Assignment
Where a line below holds the string "neck", that line goes into the answer.

(Stored items from a collection)
......

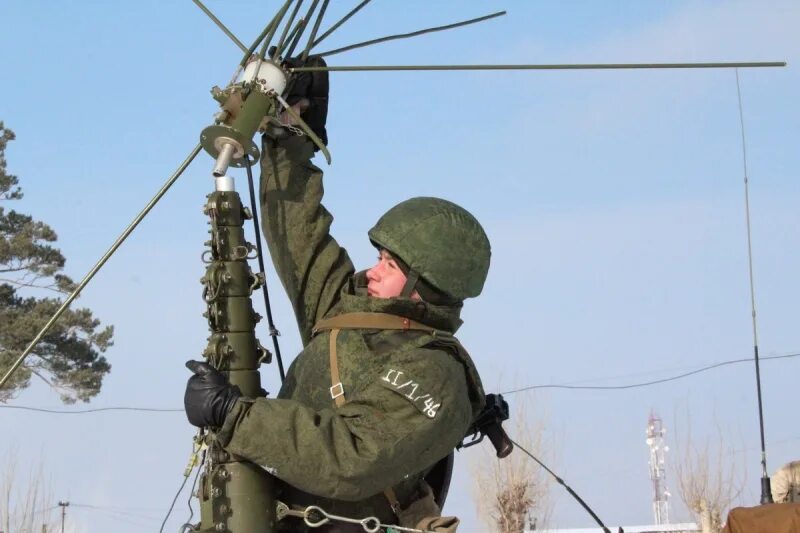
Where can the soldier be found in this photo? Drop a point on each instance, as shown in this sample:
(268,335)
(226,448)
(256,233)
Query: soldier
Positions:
(382,391)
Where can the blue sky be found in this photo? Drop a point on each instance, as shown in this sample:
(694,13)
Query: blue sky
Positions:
(614,202)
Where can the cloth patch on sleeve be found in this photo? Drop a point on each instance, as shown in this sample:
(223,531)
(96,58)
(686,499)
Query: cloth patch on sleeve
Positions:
(406,386)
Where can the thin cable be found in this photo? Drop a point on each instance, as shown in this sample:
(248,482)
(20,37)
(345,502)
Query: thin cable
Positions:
(314,30)
(191,494)
(112,511)
(766,496)
(304,24)
(273,332)
(276,21)
(172,505)
(411,34)
(648,383)
(340,22)
(563,484)
(552,66)
(532,387)
(84,411)
(221,26)
(106,256)
(285,35)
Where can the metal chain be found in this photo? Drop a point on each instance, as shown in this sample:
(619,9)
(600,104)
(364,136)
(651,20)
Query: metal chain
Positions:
(315,516)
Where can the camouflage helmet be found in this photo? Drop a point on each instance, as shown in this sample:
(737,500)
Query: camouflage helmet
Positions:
(438,241)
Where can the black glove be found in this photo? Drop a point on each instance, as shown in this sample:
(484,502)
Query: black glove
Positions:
(209,397)
(308,93)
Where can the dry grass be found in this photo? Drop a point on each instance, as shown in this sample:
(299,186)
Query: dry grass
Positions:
(707,479)
(512,494)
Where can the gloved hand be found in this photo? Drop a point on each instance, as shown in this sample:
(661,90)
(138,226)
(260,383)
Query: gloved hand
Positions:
(209,397)
(308,95)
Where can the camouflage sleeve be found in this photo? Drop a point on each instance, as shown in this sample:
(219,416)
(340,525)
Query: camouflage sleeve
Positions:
(412,415)
(309,262)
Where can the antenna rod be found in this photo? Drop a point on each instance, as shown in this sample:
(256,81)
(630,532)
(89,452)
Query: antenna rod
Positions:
(566,66)
(412,34)
(88,277)
(766,492)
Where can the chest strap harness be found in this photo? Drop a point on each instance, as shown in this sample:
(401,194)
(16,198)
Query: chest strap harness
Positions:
(365,320)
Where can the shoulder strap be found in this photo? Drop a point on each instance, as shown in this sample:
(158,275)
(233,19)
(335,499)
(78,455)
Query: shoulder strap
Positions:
(364,320)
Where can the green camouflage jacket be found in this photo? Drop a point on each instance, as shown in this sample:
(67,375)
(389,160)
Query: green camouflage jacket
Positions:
(409,399)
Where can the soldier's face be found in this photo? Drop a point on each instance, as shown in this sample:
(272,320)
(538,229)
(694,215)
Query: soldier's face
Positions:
(386,280)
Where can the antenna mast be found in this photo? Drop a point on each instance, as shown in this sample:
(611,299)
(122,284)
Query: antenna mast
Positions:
(658,470)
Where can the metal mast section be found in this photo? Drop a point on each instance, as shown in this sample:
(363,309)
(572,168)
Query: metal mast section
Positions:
(236,496)
(658,471)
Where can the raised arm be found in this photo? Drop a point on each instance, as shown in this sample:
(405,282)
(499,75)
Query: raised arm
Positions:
(310,263)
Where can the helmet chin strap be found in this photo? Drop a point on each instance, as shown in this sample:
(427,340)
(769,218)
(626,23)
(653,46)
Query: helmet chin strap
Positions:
(411,283)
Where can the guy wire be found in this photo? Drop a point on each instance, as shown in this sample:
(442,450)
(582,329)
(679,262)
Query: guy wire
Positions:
(272,331)
(102,261)
(766,496)
(172,505)
(411,34)
(563,484)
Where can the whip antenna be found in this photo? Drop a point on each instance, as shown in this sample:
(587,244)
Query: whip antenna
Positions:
(766,492)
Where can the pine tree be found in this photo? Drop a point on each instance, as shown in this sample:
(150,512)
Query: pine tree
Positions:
(31,287)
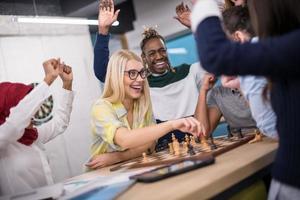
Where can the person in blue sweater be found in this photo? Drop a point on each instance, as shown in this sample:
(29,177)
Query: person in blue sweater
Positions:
(276,55)
(170,87)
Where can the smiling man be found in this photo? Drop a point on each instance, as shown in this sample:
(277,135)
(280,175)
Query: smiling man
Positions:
(173,91)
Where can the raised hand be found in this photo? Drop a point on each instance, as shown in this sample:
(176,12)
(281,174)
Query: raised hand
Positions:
(51,68)
(107,16)
(66,75)
(208,82)
(183,15)
(188,125)
(232,82)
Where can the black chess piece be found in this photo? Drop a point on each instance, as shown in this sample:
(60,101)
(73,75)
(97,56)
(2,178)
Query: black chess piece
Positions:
(162,146)
(240,134)
(213,146)
(229,134)
(191,151)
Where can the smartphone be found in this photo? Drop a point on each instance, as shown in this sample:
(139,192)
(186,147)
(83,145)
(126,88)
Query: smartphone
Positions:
(172,170)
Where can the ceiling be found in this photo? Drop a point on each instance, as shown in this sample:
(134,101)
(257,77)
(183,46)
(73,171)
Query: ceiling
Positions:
(68,8)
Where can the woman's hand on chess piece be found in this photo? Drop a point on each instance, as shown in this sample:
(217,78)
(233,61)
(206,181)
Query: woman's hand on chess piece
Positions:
(188,125)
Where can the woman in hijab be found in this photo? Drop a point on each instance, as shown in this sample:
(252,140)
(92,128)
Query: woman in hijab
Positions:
(23,164)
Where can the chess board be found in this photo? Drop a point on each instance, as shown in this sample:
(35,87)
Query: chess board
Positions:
(164,157)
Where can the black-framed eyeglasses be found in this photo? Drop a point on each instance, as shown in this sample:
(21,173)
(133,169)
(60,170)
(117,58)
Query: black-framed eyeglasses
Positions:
(133,73)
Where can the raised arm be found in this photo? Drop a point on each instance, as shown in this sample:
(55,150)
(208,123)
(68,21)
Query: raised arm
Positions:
(183,13)
(106,17)
(261,110)
(20,116)
(209,117)
(61,118)
(220,56)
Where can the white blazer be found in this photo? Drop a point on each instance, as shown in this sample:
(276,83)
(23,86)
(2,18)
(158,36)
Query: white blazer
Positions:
(26,167)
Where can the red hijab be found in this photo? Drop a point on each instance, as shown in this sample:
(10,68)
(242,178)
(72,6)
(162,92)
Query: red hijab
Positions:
(10,95)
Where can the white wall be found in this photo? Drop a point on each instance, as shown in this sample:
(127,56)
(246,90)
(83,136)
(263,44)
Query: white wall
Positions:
(22,52)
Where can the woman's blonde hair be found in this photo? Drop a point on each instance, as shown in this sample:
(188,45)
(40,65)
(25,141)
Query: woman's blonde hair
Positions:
(114,85)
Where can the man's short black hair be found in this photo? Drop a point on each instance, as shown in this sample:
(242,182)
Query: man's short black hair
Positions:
(237,18)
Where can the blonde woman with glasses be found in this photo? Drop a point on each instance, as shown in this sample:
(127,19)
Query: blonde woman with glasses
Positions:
(122,123)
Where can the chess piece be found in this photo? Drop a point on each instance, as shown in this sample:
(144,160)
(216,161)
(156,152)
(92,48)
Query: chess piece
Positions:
(171,150)
(191,151)
(187,139)
(192,139)
(185,147)
(229,134)
(257,138)
(204,142)
(240,134)
(176,147)
(213,146)
(173,137)
(145,158)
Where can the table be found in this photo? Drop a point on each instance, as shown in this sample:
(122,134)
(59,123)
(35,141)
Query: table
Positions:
(229,169)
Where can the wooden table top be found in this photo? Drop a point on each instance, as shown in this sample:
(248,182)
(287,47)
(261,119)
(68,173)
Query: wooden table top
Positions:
(229,169)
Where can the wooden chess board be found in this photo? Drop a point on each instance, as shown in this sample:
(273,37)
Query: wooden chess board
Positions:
(164,157)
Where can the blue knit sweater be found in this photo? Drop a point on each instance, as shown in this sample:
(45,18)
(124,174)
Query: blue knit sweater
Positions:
(277,58)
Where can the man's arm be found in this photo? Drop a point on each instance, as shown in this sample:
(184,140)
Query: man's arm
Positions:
(106,18)
(261,110)
(209,117)
(218,55)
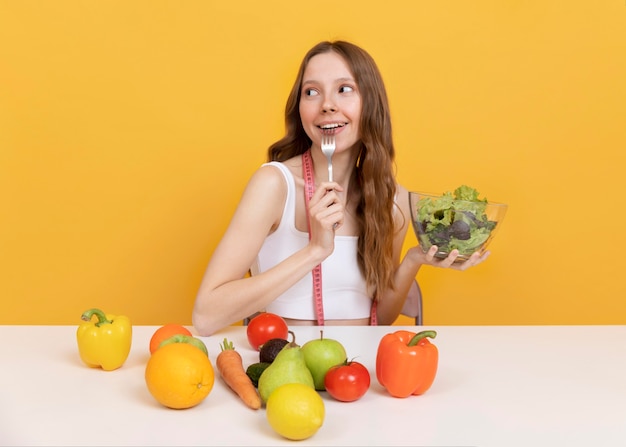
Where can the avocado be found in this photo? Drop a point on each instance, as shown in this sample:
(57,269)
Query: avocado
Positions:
(270,349)
(255,370)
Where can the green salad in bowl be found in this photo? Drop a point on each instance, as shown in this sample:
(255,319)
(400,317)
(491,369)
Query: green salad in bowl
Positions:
(459,220)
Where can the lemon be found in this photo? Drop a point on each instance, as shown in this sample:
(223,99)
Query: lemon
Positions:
(295,411)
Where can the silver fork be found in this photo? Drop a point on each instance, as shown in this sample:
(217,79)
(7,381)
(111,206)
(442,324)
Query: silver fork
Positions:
(328,148)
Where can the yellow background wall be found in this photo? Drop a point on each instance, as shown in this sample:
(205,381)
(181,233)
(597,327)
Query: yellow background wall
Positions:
(128,130)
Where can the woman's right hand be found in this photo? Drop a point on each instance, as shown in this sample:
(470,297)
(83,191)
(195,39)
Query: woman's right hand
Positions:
(326,215)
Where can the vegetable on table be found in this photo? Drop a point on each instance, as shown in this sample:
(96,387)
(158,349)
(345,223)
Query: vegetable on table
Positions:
(230,366)
(104,343)
(406,362)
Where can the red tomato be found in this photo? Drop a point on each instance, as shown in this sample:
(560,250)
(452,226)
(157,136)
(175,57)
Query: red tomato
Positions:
(347,381)
(264,327)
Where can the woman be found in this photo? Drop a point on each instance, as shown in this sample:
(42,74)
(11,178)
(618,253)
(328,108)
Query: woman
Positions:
(354,226)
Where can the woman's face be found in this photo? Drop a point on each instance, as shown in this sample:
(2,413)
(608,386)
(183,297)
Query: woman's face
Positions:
(330,100)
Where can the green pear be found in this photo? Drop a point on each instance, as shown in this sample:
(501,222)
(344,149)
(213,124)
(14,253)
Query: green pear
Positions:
(288,367)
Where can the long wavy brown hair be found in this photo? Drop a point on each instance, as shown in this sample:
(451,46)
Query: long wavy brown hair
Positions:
(373,179)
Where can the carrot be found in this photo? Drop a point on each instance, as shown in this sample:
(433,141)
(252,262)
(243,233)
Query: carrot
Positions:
(230,366)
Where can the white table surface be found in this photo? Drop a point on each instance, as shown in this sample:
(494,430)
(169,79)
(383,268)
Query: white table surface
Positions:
(496,386)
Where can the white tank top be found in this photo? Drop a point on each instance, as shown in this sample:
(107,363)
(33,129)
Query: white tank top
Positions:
(344,290)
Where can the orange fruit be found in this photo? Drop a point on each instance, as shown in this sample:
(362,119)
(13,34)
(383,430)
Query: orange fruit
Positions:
(179,375)
(165,332)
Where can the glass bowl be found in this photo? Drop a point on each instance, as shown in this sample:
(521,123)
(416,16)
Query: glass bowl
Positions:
(449,223)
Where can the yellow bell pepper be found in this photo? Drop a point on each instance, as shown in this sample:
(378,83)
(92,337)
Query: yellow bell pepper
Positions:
(106,342)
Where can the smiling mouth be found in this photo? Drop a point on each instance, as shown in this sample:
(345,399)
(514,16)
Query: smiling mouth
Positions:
(329,128)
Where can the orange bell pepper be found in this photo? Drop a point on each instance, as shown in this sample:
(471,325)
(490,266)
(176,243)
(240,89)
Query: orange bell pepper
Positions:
(406,362)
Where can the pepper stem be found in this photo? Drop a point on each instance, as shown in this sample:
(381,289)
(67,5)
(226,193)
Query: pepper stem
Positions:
(102,318)
(417,337)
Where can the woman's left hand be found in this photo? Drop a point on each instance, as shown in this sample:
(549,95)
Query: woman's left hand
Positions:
(417,255)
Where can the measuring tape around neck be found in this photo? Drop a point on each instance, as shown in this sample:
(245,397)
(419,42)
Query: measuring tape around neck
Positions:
(309,189)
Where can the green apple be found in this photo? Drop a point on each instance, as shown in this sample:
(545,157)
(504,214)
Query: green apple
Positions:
(320,355)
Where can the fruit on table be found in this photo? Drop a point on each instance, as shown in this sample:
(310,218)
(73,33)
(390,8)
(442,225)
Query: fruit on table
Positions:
(106,342)
(270,349)
(230,366)
(165,332)
(348,381)
(264,327)
(288,367)
(179,375)
(320,355)
(406,362)
(295,411)
(181,338)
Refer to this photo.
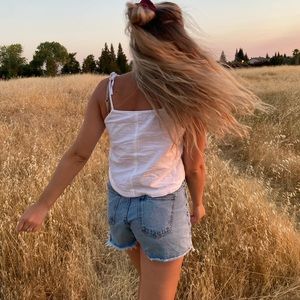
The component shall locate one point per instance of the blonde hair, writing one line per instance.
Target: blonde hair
(177, 74)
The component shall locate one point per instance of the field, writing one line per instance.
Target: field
(248, 244)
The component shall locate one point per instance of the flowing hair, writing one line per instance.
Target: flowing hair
(174, 72)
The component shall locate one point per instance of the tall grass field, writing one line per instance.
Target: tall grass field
(247, 244)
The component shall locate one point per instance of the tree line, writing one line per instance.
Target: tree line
(52, 59)
(241, 59)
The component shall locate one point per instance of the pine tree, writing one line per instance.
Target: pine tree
(122, 60)
(89, 64)
(239, 55)
(72, 66)
(103, 62)
(113, 60)
(223, 58)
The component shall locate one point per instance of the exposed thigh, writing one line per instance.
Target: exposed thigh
(159, 280)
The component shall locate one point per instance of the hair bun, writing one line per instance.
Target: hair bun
(139, 15)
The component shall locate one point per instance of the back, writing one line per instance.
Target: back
(141, 157)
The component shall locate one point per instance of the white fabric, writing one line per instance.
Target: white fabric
(141, 160)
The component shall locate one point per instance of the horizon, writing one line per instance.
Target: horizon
(224, 26)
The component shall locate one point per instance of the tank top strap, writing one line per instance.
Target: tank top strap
(110, 86)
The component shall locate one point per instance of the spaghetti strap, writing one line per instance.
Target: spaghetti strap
(111, 82)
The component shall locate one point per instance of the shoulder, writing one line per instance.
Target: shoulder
(100, 95)
(100, 92)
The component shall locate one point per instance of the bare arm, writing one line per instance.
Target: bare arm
(78, 154)
(195, 171)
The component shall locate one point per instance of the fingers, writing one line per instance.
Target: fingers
(24, 226)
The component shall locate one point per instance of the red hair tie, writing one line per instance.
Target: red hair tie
(148, 4)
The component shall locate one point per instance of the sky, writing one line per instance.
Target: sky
(257, 26)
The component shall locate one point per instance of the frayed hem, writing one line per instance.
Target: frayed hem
(111, 244)
(172, 258)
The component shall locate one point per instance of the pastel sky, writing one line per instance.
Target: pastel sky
(258, 26)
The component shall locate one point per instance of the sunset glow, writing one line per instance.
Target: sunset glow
(259, 27)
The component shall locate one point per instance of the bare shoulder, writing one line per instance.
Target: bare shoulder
(122, 84)
(100, 94)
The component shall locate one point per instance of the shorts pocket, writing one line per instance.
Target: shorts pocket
(113, 203)
(156, 215)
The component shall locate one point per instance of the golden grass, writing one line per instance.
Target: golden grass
(248, 244)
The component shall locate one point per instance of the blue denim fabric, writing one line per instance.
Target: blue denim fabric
(161, 225)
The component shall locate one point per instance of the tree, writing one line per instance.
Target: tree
(113, 61)
(295, 60)
(239, 55)
(223, 58)
(122, 60)
(296, 52)
(72, 66)
(89, 64)
(50, 55)
(103, 62)
(11, 60)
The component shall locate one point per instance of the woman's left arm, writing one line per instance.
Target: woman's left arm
(71, 162)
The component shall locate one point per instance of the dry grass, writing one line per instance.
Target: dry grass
(248, 245)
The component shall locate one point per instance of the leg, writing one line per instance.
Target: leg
(134, 255)
(159, 280)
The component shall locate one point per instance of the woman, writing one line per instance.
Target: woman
(157, 117)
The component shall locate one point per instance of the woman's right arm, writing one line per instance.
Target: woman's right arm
(71, 163)
(194, 165)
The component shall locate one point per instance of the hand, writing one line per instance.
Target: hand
(198, 213)
(32, 218)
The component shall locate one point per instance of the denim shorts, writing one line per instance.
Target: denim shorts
(161, 225)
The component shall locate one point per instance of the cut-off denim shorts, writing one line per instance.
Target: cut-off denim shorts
(161, 225)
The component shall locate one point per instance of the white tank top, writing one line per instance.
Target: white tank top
(141, 158)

......

Exercise response
Where can the measuring tape around neck be found in this photo? Drop a point on each instance, as shown in this sample:
Query: measuring tape around neck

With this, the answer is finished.